* The problem: Return every line below that contains the string "shown", and treat uppercase and lowercase letters as different.

* Data for the task:
— start —

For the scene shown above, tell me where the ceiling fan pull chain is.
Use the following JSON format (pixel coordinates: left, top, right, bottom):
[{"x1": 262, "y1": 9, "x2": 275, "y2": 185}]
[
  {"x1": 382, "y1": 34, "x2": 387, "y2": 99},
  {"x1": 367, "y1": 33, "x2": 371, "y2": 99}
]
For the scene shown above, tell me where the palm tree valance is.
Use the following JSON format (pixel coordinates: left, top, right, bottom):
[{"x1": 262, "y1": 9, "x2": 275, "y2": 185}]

— end —

* Answer to the problem:
For the scene shown above, tell me where the ceiling fan pull chain is.
For the scene shown above, tell me where the palm tree valance is.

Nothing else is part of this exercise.